[Task description] Lay out every line of the entries below as a numbered list, skipping any blank lines. Leave the pictures out of your answer.

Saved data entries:
[start]
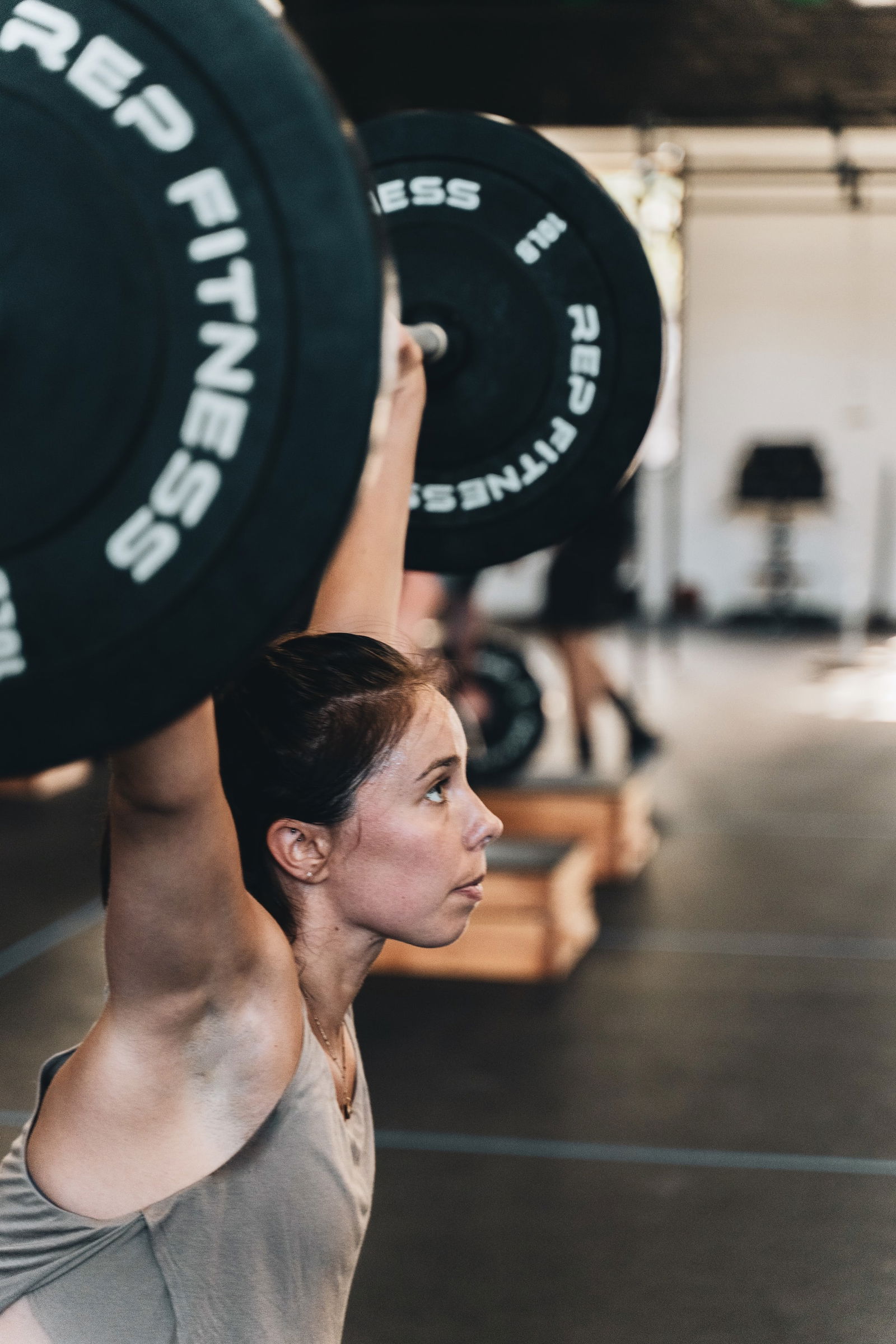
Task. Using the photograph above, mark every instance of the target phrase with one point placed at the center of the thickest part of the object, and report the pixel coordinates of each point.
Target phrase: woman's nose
(487, 828)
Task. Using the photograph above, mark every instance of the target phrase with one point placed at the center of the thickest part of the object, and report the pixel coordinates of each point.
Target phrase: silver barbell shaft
(432, 339)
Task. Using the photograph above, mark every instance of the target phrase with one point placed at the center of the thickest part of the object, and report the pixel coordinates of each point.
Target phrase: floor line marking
(487, 1146)
(716, 942)
(45, 940)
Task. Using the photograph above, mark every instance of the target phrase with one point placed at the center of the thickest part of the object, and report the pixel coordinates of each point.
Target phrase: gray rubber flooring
(740, 1010)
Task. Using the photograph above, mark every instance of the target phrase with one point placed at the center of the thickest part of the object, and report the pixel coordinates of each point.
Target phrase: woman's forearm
(362, 586)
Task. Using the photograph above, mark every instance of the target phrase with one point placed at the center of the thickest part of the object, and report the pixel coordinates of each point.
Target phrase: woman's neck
(334, 959)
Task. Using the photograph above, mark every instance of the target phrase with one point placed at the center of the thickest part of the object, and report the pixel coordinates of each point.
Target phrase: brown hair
(305, 725)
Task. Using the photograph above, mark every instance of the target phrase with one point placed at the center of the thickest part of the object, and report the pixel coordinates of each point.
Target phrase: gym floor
(693, 1139)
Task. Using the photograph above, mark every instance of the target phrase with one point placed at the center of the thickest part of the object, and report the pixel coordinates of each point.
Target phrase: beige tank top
(261, 1252)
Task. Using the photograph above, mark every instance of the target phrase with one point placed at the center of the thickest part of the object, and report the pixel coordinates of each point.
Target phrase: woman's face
(410, 861)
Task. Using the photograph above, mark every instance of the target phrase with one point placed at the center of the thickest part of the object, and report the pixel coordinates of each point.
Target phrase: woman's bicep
(179, 914)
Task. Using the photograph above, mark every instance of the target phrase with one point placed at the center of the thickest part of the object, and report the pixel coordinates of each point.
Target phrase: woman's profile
(200, 1167)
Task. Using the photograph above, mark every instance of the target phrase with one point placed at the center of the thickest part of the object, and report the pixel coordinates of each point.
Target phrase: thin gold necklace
(347, 1100)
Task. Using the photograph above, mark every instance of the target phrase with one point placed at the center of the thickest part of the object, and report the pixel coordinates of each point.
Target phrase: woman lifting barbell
(200, 1167)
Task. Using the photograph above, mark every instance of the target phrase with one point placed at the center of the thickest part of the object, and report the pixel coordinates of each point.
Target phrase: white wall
(790, 334)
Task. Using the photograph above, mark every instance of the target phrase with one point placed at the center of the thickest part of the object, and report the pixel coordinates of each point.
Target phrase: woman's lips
(472, 890)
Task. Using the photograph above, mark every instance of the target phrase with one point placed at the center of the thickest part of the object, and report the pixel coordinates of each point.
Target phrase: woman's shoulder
(159, 1097)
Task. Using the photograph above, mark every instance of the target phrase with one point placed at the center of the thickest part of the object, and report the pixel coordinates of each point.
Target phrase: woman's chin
(448, 933)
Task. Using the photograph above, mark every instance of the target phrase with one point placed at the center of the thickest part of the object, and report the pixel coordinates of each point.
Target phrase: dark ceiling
(590, 62)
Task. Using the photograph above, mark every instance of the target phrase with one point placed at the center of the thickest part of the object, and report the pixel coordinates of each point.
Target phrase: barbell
(190, 339)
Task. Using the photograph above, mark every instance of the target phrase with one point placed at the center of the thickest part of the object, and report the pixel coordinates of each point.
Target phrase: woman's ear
(300, 851)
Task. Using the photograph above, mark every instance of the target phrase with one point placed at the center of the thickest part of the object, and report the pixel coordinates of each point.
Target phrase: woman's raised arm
(362, 588)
[end]
[Task answer]
1. Task. Using the photograph above, mark every instance of the target phrase with one point placed at the center of the thickest part of the object, and report the pixel coordinates of each point.
2. Target phrase: woman's nose
3. (487, 828)
4. Task. Using the photograph above, mark every instance of the target phrase with one point placed at the center of the thickest part of the object, and report the pixel coordinates of each point.
5. Target phrase: silver barbell shaft
6. (432, 339)
7. Task. Using the photograph above, mark every instance of the target phrase with one point placed at the center of the thickest part of the object, and report the pixel coordinates of each point.
8. Target phrase: floor line marking
9. (487, 1146)
10. (716, 942)
11. (45, 940)
12. Task. Using the photograph above, mark every instance of the target phrase with one point placed at the center of the thickest part of the object, and report the pixel coordinates of each point.
13. Target phrase: gray rubber flooring
14. (740, 1010)
15. Task. Using the photograph above, mark every instance of the target phrase with one point placed at the center of the thickest part of the object, and report the pixel coordinates of each point.
16. Target phrase: woman's forearm
17. (362, 586)
18. Task. Using the photograph above, mark every instance of the target phrase with one point placed at the center of the thickest part of the object, and report the pixel coordinates of each point.
19. Target phrase: woman's neck
20. (334, 959)
21. Task. Using the photograph above, mark every instance of the target phrase with one point placed at the center of the thickest part of the object, and report the pixel coordinates of each point.
22. Target phrase: brown hair
23. (305, 725)
24. Task. Using the photograph above, mark every instance of the target phrase with one point placed at the center of the thickest part of the object, and report the pixel coordinates of each point.
25. Target phrase: gym floor
26. (693, 1139)
27. Task. Using the photograph above, mark every instance of the target phrase with one point placed at the center of the thickest part of the object, and report the pixel coordinates of each point.
28. Target phrase: beige tank top
29. (261, 1252)
30. Task. Using the photograph above, mark every instance of the target phrase with one point placed at the center of the thickest part of the object, and report the pixel coordinates of each point.
31. Target phrase: woman's face
32. (410, 861)
33. Task. Using the photograph above, mark every instance of the target phrase with one point placed at the center of the thickest part of the object, and report the pixel coordinates of each point.
34. Target phrase: woman's bicep
35. (179, 914)
36. Task. Using the photograph above, mark every instance of the target phrase with one point placed at the center of the thickest part of the object, and report the pixel coordinates of each point.
37. Target phrase: woman's profile
38. (200, 1167)
39. Task. Using the photograph above, mark every instance of the target phrase with one point placed at the center of the thickest part of the object, and report the pixel coordinates of each point.
40. Target phrase: thin gold necklace
41. (347, 1100)
42. Task. Using the photograph above, mark every instance of the target phrase with one point placed at the center of the thickest part of the object, and report the pixel coordinates of each point.
43. Target phrase: woman lifting barbell
44. (200, 1167)
45. Task. Using the photograph above, mark every instance of the target phrase with one point placed at the center of the thickest part of the object, and report the pixel coordinates of each point.
46. Target phrase: white wall
47. (790, 334)
48. Task. Using the photograph above, mark every instance of the target phrase with one point placed at the center of the thickest part of the object, and report the pixel coordinates of each point.
49. Target phrase: woman's lips
50. (472, 890)
51. Task. Using the photograph above, mark every instance of the target phrase with one point placed at the center of the thickest part of the object, and report the pixel coordinates of each point.
52. Target phrase: woman's shoulder
53. (159, 1097)
54. Task. Using the photograph above, mark every instance of the target phrase with one point placed at the center of the thickest part of the object, and report the pixel coordinates of each point.
55. Target phrase: woman's chin
56. (448, 933)
57. Task. Using the photograph above, mark every instance of the target phrase with one point placed at the center of the thickest part of the object, and report the pixel coordinates of each point.
58. Target phrase: dark ceiling
59. (590, 62)
60. Task. Using the photograph above, mark every instance of the target phrase with one point placed at the center of the thickest part of the object, and report the pixel coordinates of each point.
61. Target phrase: barbell
62. (190, 339)
63. Task. Using the photograph above, mark every instance of the target phrase with one point placed at the center of the thickest part of the object, and report the pixel coordinates of each point.
64. Target phrase: woman's ear
65. (300, 851)
66. Task. Using the photograph above, mark every instance of the target phrase with one point placed at the center of the thickest part of the object, and report the pixel coordinates of each point.
67. Target phrase: woman's raised arm
68. (362, 588)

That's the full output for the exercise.